#### PROVIDED RECORDS
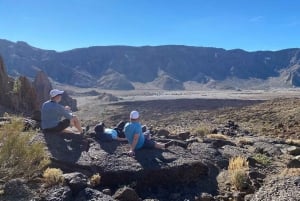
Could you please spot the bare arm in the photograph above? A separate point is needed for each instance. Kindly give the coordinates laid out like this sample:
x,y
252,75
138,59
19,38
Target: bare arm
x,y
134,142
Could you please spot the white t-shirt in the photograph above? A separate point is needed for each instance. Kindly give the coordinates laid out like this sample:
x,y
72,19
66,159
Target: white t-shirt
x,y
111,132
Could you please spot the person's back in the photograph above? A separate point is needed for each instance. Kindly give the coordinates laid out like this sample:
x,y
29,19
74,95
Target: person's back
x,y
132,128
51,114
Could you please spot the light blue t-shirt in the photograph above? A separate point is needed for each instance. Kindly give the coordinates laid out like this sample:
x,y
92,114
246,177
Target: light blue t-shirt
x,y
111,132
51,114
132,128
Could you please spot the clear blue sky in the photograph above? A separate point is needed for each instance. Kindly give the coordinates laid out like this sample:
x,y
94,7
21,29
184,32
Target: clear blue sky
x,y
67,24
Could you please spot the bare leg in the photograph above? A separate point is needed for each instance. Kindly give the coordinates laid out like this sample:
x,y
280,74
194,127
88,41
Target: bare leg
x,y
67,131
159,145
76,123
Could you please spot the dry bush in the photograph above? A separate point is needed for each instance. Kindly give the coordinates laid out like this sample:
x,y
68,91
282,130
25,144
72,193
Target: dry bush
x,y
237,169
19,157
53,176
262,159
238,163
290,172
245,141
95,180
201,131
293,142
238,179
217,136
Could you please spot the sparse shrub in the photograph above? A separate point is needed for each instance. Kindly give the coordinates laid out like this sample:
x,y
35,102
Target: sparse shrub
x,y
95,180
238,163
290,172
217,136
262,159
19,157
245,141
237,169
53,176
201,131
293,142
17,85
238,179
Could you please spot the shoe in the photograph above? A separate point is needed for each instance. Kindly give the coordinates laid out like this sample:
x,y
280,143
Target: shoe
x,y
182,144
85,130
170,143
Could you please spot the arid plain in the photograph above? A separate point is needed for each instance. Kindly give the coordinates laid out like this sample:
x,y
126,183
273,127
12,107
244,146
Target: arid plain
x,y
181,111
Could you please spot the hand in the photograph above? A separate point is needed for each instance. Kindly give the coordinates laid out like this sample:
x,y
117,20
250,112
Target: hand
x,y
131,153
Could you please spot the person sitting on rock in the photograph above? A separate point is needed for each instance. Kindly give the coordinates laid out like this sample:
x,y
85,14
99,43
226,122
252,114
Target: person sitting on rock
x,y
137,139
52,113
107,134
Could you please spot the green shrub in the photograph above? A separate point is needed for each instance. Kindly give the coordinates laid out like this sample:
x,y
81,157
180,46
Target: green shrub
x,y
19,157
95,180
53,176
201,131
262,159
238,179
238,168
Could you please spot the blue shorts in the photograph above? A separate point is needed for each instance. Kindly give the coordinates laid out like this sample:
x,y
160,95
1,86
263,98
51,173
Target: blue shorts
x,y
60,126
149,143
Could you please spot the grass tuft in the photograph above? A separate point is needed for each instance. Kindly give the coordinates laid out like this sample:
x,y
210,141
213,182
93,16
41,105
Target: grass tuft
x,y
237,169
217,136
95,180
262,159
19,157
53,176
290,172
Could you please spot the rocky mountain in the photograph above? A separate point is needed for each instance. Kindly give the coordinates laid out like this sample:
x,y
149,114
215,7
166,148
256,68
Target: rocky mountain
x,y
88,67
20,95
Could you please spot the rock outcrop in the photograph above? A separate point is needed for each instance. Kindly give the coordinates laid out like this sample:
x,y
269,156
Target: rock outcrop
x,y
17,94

==

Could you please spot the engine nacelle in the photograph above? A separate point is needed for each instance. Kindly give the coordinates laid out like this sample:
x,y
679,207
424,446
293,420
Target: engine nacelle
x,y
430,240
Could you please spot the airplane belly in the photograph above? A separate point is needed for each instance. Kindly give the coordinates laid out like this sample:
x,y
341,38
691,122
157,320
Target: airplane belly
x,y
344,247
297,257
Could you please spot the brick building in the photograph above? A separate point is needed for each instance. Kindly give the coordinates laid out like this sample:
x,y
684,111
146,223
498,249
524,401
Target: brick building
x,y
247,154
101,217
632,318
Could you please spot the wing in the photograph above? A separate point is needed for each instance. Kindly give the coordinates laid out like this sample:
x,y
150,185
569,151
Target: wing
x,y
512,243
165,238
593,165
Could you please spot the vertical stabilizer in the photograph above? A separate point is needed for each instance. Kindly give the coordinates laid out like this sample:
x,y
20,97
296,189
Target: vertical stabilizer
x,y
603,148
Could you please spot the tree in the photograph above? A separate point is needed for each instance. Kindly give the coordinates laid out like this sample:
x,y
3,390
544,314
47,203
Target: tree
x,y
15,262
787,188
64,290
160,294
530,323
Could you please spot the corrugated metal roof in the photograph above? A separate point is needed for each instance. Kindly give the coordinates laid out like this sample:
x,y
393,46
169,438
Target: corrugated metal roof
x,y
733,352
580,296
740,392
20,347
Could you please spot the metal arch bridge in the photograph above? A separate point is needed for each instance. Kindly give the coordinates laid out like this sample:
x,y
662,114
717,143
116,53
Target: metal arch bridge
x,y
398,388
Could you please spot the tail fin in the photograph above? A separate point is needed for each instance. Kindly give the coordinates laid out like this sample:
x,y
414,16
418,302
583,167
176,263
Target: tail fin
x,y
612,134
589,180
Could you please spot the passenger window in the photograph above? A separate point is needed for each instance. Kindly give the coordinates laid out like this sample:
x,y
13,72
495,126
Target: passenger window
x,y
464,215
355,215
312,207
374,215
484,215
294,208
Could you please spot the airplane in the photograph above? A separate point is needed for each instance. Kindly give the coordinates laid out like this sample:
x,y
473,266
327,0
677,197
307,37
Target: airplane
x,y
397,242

--

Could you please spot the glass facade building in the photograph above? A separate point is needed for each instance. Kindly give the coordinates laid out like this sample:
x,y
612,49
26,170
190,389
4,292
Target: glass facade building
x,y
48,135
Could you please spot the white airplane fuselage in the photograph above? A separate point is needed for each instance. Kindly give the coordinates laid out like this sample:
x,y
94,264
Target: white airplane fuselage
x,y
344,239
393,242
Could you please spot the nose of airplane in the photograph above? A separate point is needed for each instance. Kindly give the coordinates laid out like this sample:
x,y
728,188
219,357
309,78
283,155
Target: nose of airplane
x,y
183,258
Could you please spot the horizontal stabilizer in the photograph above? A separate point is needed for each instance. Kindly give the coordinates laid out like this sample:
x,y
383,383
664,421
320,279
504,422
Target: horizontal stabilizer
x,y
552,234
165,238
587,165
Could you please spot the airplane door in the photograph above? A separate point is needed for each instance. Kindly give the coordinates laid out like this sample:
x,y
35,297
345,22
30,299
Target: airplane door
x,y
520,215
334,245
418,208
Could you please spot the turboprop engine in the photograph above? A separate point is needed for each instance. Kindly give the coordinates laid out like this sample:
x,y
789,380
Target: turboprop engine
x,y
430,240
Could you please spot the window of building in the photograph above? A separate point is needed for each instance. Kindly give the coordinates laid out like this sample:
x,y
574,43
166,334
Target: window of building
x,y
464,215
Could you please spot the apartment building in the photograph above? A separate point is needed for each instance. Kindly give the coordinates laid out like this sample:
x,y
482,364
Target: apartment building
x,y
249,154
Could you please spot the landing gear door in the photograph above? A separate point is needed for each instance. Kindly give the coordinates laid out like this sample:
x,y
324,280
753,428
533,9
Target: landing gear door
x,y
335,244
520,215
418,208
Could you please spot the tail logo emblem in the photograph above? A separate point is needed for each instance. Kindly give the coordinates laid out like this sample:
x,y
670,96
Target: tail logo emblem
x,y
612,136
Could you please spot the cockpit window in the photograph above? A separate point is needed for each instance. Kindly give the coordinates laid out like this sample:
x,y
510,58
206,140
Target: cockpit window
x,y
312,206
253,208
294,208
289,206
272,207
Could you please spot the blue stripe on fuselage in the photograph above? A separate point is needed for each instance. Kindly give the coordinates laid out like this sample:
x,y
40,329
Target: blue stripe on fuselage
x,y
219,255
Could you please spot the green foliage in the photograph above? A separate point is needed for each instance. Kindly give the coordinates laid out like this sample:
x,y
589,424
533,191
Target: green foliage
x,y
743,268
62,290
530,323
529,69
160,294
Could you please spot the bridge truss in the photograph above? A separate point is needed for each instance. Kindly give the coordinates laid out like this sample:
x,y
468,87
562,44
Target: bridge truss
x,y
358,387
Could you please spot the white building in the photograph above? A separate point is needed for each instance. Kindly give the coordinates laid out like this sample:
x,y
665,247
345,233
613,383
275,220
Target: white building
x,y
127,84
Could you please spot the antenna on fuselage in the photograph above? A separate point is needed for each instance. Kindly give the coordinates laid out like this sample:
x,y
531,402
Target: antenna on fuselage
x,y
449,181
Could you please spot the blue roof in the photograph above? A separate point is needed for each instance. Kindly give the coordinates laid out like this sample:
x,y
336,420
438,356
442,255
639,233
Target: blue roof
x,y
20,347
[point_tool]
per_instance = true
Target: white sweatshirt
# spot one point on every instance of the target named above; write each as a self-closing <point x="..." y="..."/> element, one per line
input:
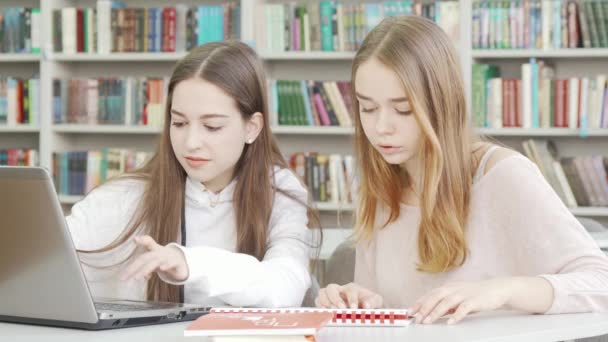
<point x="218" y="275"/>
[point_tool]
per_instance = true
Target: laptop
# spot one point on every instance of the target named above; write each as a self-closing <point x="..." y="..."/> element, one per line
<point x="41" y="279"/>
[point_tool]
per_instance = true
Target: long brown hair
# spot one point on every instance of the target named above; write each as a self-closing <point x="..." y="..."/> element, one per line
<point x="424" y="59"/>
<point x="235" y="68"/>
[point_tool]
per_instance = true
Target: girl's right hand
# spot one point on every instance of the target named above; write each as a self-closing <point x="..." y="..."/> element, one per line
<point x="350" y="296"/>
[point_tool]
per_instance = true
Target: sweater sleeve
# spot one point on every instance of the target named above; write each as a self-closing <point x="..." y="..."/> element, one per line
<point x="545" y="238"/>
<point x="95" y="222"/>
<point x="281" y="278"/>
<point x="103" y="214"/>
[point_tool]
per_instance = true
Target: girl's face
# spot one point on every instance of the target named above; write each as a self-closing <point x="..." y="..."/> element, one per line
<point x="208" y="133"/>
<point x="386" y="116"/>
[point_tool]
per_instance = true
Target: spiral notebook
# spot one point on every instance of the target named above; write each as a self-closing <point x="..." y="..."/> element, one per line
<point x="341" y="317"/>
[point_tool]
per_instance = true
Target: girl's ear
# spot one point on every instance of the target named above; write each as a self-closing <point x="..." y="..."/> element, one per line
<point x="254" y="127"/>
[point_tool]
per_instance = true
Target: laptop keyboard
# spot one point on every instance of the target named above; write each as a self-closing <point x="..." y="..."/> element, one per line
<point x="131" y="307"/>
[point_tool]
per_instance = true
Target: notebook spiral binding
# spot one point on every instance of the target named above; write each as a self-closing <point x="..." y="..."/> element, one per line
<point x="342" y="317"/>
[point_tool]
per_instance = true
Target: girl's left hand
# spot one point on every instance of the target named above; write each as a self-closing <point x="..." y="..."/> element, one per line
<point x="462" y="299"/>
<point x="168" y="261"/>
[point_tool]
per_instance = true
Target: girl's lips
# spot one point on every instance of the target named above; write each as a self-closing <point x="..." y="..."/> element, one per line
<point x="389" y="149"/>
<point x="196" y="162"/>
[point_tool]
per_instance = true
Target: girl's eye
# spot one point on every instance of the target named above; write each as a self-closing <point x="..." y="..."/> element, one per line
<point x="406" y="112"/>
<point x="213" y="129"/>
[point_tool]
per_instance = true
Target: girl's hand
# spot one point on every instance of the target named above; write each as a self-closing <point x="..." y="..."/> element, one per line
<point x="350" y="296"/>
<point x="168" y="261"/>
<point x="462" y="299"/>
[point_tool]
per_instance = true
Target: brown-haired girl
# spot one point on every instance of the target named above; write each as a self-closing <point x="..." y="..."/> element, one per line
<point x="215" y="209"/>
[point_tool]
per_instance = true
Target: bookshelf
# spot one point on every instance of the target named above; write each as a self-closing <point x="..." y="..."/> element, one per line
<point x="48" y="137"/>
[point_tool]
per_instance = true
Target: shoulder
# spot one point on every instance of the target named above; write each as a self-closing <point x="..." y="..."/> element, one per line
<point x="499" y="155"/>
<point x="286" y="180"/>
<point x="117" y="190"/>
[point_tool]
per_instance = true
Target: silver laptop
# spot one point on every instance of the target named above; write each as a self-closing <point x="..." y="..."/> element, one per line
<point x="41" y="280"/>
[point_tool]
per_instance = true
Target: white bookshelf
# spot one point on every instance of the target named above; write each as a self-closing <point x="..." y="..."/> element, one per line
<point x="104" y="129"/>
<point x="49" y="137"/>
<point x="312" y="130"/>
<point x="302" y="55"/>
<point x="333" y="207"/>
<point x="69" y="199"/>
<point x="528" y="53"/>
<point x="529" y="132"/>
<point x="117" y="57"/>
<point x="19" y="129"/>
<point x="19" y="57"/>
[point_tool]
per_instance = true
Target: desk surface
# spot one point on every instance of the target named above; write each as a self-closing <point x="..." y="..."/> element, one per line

#### EXERCISE
Search the data for "spiral". Copy each line that has it.

#### REPLY
Target: spiral notebook
Target: notebook spiral binding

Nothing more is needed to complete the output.